* **TASK DETAILS**
Extend the Naples travel account below, picking up right after its last sentence.

* **PROVIDED TEXT**
• • • • • • •
Luckily the hotel has a lift and our modern, newly refurbished room feels enormous after the stateroom on the ship. It’s a good start.

Not really what you expect to find in a small square in the middle of Naples

A windmill is not really what you expect to find in a small square in the middle of Naples

Ah ... that's more like it! This ones for Zoe :-)

Ah … that’s more like it! This one’s for Zoe 🙂

We walk off to explore Naples, a city we know nothing about. Actually, not quite nothing. A recent re-viewing of the movie “Eat Pray Love” has given us high expectations of the excellence of pizzas in Naples, but that particular exploration will have to wait. We have been pointed to the Via Tolado, which turns out to be an almost vehicle free, cobbled road running from the centre of the city to the vast Piazza Plebiscito and on to the Bay of Naples. It is crowded, not with tourists, but with locals who are enjoying the late afternoon coolness, catching up with friends and family and a bit of shopping.

Either side of the Via Toledo narrow streets run off into the distance.

Either side of the Via Toledo narrow streets run off into the distance.

Down by the water Mt Vesuvius sits quietly on the other side of the bay. It looks so benign for the volcano that overran Pompeii. Buildings rise up the slopes on all sides. When will the next eruption be?

Mt Vesuvius. The outskirts of Naples run right to it's foot.

Mt Vesuvius. The outskirts of Naples run right to it’s foot.

It’s now evening and time to find our long anticipated pizza. We peruse the line of cafes along the waterfront and pick Penelope’s for no particular reason, blithely assuming that all the pizzas in Naples would be good. I mean … we’re in Italy! Unfortunately, the reality didn’t anywhere near match our imagined feast. The bases were thick and stodgy. The margarita had tomatoes from a tin and thick slabs of unmelted mozzarella cheese. The seafood was more or less the same with the additions of a thick covering of shellfish … still in their shells! Oh how illusions can be shattered and expectations dashed. Dominoes, eat your heart out! The setting was beautiful, though, as the sun went down and we strolled back to the hotel along the crowded evening streets.
• • • • • • •
(Records drawn from a dataset)
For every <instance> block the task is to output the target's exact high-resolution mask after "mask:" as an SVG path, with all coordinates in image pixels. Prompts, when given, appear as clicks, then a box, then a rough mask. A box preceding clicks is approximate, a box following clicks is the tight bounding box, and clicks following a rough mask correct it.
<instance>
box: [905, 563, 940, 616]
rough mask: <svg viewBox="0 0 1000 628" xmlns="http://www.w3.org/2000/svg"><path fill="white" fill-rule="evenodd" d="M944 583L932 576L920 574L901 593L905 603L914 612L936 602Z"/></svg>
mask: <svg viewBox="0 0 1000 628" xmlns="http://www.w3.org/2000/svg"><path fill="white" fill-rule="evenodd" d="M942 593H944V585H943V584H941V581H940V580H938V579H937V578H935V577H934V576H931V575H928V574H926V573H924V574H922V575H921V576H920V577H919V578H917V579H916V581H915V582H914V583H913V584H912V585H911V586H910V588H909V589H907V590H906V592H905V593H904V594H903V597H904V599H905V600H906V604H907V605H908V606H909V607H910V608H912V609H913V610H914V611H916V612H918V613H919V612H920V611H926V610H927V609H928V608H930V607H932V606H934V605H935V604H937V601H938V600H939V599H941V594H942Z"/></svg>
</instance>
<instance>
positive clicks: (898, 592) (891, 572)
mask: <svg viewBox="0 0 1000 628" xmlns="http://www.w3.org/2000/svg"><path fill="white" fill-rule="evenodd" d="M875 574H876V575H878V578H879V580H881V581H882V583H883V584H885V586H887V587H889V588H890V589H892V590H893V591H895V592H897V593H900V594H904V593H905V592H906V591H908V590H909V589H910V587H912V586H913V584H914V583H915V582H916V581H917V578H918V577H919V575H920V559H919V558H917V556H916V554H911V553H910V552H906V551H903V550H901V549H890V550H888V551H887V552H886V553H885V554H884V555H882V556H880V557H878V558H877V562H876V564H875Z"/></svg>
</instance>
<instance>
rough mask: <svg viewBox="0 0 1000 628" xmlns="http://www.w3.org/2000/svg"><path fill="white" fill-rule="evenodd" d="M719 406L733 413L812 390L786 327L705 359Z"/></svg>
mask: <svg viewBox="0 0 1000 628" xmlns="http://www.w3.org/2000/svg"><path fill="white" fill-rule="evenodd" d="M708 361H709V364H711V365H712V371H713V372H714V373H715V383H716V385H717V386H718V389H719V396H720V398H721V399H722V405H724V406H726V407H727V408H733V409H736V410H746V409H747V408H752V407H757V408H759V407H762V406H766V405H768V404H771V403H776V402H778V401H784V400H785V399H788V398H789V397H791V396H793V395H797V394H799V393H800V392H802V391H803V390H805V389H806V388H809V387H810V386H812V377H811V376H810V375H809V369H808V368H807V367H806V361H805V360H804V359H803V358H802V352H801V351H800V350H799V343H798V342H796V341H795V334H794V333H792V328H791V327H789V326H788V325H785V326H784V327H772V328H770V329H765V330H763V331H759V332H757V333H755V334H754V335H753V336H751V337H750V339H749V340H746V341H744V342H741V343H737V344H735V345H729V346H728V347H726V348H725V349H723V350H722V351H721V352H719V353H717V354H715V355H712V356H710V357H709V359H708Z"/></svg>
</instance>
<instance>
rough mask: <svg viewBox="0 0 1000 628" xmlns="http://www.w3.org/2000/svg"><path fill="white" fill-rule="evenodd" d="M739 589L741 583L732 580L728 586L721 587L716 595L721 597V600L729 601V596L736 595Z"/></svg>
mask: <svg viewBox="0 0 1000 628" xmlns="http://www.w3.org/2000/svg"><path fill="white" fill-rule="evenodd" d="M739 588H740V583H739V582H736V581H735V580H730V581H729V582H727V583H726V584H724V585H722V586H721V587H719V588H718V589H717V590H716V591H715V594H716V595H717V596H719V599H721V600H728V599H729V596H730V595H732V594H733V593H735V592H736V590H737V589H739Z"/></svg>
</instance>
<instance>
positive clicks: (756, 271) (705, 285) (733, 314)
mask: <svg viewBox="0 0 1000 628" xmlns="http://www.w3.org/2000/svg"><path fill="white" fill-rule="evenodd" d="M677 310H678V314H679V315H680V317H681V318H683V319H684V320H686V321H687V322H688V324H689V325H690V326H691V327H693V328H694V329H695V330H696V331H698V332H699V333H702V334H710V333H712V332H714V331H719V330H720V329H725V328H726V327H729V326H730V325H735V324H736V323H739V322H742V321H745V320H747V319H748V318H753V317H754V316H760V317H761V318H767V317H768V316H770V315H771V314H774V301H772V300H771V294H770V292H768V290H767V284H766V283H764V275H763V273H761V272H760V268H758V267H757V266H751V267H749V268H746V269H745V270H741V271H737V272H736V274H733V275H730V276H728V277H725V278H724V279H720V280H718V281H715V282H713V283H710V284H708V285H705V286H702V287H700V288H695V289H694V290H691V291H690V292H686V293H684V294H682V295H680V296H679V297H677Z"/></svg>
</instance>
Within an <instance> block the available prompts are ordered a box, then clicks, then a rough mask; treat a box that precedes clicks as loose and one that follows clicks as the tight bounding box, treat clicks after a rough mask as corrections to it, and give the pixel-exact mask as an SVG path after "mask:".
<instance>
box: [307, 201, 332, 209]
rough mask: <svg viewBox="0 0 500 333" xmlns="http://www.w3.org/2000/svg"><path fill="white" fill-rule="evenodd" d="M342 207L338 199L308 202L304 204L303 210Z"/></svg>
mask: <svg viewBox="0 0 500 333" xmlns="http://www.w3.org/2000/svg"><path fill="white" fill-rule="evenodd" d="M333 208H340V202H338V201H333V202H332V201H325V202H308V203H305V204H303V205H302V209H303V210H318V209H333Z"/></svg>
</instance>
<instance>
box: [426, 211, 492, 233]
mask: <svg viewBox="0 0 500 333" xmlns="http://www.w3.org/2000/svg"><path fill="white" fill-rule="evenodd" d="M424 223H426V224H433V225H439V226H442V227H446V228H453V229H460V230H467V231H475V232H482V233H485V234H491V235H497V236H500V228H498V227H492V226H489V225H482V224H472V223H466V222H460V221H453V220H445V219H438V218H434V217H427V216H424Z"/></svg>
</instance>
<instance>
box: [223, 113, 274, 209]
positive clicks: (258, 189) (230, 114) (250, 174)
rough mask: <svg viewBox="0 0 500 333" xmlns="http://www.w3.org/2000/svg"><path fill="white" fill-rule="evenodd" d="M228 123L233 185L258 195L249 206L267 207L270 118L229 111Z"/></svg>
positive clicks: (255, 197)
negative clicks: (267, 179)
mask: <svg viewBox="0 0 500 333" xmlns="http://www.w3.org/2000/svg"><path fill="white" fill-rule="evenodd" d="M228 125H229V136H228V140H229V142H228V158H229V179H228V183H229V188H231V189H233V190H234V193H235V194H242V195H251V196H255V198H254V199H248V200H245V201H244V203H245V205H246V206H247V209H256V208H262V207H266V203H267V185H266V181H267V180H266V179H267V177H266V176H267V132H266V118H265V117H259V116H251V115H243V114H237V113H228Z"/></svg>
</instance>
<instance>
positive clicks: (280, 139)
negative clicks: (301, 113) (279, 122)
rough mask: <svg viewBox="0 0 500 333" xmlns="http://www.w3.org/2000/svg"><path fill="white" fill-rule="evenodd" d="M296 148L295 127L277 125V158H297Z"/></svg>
• • • • • • •
* **ANSWER BOX**
Every city block seems to have it's ornate church.

Every city block seems to have it’s ornate church.

Ancient and modern symbols stand side by side on the rooftops.

Ancient and modern crosses stand side by side on the rooftops.

There's only one place to hang the washing!

There’s only one place to hang the washing!

After an excellent continental breakfast at the hotel with drinkable coffee and warm sweet pastries we once again set off to explore the city. Turning up the Via Tolado and then right off the Piazza Dante we are soon lost in the narrow streets of the old part of the city. Churches and other religious buildings are everywhere, with the narrow streets outside filled with small shops and market stalls. Everywhere the graffiti covers the first two metres of the walls. We loose track of where we are and which buildings are which as we wander as the urge takes us.

Graffiti covers the first two metres of every unprotected wall in Naples.

Graffiti covers the first two metres of every unprotected wall in Naples. Not yet street art as in Melbourne.

 

More urban decay. Who will renovate these buildings?

More urban decay. Who will renovate these buildings?

We stop in a small cafe and everybody gets involved when we ask someone to take a photo of us. The Italians are lively people seemingly always ready to join in. It is great fun watching them talking to each other with continual waving of arms and gesturing to make a point. Sometime later we emerge into the more modern part of the city and find our way back to the hotel.

Deep in the narrow streets of the old city this amazing veggie shop.

Deep in the narrow streets of the old city this amazing veggie shop.

Opposite the veggie shop a reminder of what's to come.

Opposite the veggie shop a reminder of what’s to come. The skull shines from the touch of passing hands.

Not really sure what these are. Anybody know?

Not really sure what these are. Anybody know?

In every one of these miniature models the figures moved back and forth.

In every one of these miniature models the figures moved back and forth.

Andrew and Kate figure front and centre with baby George.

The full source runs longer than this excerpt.